Extend the news report on currency tensions ahead of the IMF meeting, picking up right after its final paragraph.

▸ **PAGE**:
• • •

RPT-PREVIEW-Currency tensions rising ahead of IMF meeting



Fri Oct 1, 2010 8:00am EDT

(Repeats story filed on Thursday. No changes to text)

* Currencies major issue at IMF Oct. 8-10 annual meeting

* Officials admit FX a concern, donwplay idea of war

* Emerging economies reject US calls for pressure on yuan

* Complaints about weaker dollar growing

By Walter Brandimarte

NEW YORK, Oct 1 (Reuters) - Fears some countries may resort to currency depreciation to boost exports will be one of the hottest issues at the International Monetary Fund's annual meeting next week.

Currencies will be a delicate topic at the Oct. 8-10 gathering in Washington as they can be used as a powerful tool to help rebalance the global economy, or as a means to seek a competitive trade edge.

With the dollar weakening on expectations of further easing in U.S. monetary policy, worries about competitive devaluations are on the rise as investors flock to higher-yielding currencies. Many such currencies are in developing countries.

Developed countries could use weaker currencies to support exports and bolster their economies. But emerging markets do not want to pay for a crisis that started in the developed world by seeing their currencies surge in value and their trade competitiveness erode.

"We cannot simply allow our economies to be imbalanced while allowing other economies to be balanced," Brazil's central bank president Henrique Meirelles told Reuters on Thursday. Some countries "are trying to protect themselves by weakening their currencies."

Earlier this week, Brazilian Finance Minister Guido Mantega said the world was in an "international currency war" as governments try to manipulate foreign exchange rates to boost exports.

Financial authorities around the globe, including IMF chief Dominique Strauss-Kahn, have rejected this notion. But most admit the idea that competitive devaluations is a concern.

Canadian Finance Minister Jim Flaherty suggested on Wednesday the issue would be on the table when the Group of Seven developed nations holds an informal meeting on the sidelines of the IMF meeting next week.

• • •

▸ **EXCERPTED RECORDS**:
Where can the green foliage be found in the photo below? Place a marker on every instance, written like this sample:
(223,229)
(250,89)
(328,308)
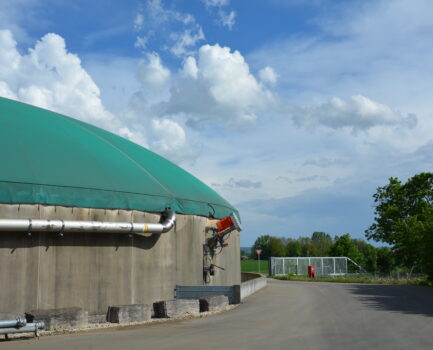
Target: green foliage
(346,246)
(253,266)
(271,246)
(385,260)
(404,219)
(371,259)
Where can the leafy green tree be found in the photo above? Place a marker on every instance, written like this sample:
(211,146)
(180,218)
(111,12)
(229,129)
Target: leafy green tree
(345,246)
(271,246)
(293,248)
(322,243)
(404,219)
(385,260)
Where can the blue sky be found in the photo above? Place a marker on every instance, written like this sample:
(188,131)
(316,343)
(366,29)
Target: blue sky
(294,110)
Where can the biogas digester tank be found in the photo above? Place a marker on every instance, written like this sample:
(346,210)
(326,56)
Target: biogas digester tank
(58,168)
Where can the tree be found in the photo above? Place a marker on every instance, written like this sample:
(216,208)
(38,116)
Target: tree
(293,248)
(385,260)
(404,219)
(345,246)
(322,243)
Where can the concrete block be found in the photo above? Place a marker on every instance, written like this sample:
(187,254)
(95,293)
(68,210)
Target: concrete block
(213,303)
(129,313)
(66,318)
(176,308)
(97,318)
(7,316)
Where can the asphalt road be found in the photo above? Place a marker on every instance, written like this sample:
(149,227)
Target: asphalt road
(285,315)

• • •

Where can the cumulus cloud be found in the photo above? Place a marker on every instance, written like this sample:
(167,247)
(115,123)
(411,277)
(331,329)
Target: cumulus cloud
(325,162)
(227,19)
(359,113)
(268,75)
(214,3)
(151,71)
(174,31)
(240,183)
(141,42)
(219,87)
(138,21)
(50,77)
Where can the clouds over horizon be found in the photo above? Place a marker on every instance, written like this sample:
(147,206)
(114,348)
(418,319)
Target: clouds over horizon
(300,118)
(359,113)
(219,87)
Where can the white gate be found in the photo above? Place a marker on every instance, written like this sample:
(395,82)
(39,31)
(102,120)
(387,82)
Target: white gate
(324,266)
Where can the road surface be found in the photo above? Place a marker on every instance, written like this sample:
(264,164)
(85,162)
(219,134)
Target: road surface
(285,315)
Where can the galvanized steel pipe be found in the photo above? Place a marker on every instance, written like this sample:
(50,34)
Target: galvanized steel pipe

• • •

▸ **RESULT FOR THIS EXERCISE**:
"Currency issues are major issues in the world. They distort trading relationships," Flaherty said. "We believe that currencies, including the Chinese currency, need to be more flexible so that our trading relationships are more rational."

BLAME IT ON CHINA

Two weeks ago, U.S. Treasury Secretary Timothy Geithner said he would rally other Group of 20 powers to push China for currency reforms at a November leaders' summit in South Korea.

Canada has been one of the few countries publicly backing U.S. efforts to convince China to let its yuan currency CNY=CFXS rise in value -- in a strategy to stem a flood of imported Chinese goods.

Beijing's currency policy has been a hot topic in Washington, where many lawmakers claim that an undervalued yuan has given China an unfair trade advantage and cost American jobs. The U.S. House of Representatives on Wednesday passed a bill to penalize China for not letting the yuan rise faster.

Increased tensions on the currency front have raised questions on whether the world needs another Plaza Accord -- the 1985 agreement signed by five powerful capitalist countries in a New York hotel that allowed the U.S. dollar to depreciate against other major currencies.

It seems obvious, however, that this time around most world leaders will give the United States the cold shoulder. Countries such as Brazil, South Korea and India have made it clear they don't want to anger China, a major trading partner.

"We have a good relationship with China. We won't take up that issue. Let other big countries take it up," an emerging market central banker who declined to be named told Reuters.

Brazilian Foreign Minister Celso Amorim, who called China Brazil's "main customer," said last week that putting pressure on the Chinese "isn't the right way for finding solutions."

Korean Finance Minister Yoon Jeung-hyun said discussions of the yuan's level were "not appropriate" for the G20 summit.

IT'S THE DOLLAR, NOT THE YUAN

Instead, many G20 leaders seem more inclined to discuss the recent weakening of the dollar, which has lost more than 5 percent this month against a basket of major currencies .DXY on expectations that the U.S. Federal Reserve will further loosen its monetary policy.

Investors have rushed into the currencies of emerging markets looking for a better return.

"We want to avoid a bubble situation. We don't want our rupiah overvalued," Indonesian Finance Minister Agus Martowardojo said when asked whether he was worried about hot money inflows.

Strategies to stem the rise in emerging market currencies, such as regular dollar purchases by central banks and taxes on capital inflows, may come into more frequent use. Analysts, however, warn such moves will hardly tame the wall of money chasing higher yields outside the United States.

"Policy response by developed countries will create more inflows into emerging markets," Joyce Chang, global head of emerging markets research at JPMorgan, told a conference this week, anticipating more appreciation pressures for emerging market currencies.

"It's not only an emerging markets story, it's even in the G3 with Japan," she said, referring to Japan's recent actions in foreign exchange markets to curb the strength of the yen. (Additional reporting by Louise Egan in Ottawa, Sebastian Tong in London, Suvashree Dey Choudhury in Mumbai, Neil Chatterjee in Jakarta; Editing by Leslie Adler and Andrew Hay)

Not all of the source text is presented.